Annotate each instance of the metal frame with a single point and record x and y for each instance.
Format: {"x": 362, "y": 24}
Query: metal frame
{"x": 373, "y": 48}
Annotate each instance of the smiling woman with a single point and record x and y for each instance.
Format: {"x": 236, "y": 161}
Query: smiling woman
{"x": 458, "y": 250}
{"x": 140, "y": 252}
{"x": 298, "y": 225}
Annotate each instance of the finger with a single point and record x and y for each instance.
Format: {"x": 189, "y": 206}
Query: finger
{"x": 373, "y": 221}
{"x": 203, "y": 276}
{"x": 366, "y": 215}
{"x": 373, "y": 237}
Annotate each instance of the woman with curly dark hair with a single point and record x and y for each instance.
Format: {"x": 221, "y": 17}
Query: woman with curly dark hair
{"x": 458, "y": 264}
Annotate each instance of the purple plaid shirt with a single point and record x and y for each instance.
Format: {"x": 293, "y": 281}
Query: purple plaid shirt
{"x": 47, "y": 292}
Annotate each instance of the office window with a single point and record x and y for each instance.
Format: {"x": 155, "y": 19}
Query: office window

_ _ _

▸ What the task asks: Would you please print every record exactly as written?

▸ Finished task:
Annotate each instance of the metal frame with a single point and record x and y for each instance.
Format: {"x": 362, "y": 24}
Query: metal frame
{"x": 373, "y": 48}
Annotate each instance of the smiling woman with a single point and record x and y for each instance.
Format: {"x": 236, "y": 161}
Query: smiling woman
{"x": 458, "y": 250}
{"x": 140, "y": 252}
{"x": 298, "y": 225}
Annotate each instance of the finger with a single point and record x and y for each instance.
Format: {"x": 189, "y": 206}
Query: finger
{"x": 373, "y": 221}
{"x": 203, "y": 276}
{"x": 366, "y": 215}
{"x": 373, "y": 237}
Annotate each instance of the woman with curly dark hair with a single point and record x and y for each instance.
Format: {"x": 221, "y": 17}
Query: woman with curly dark hair
{"x": 458, "y": 264}
Annotate each instance of the purple plaid shirt with a single point and record x and y for each instance.
Format: {"x": 293, "y": 281}
Query: purple plaid shirt
{"x": 47, "y": 292}
Annotate each instance of the office window with a single point and record x and y for each instance.
Format: {"x": 155, "y": 19}
Query: office window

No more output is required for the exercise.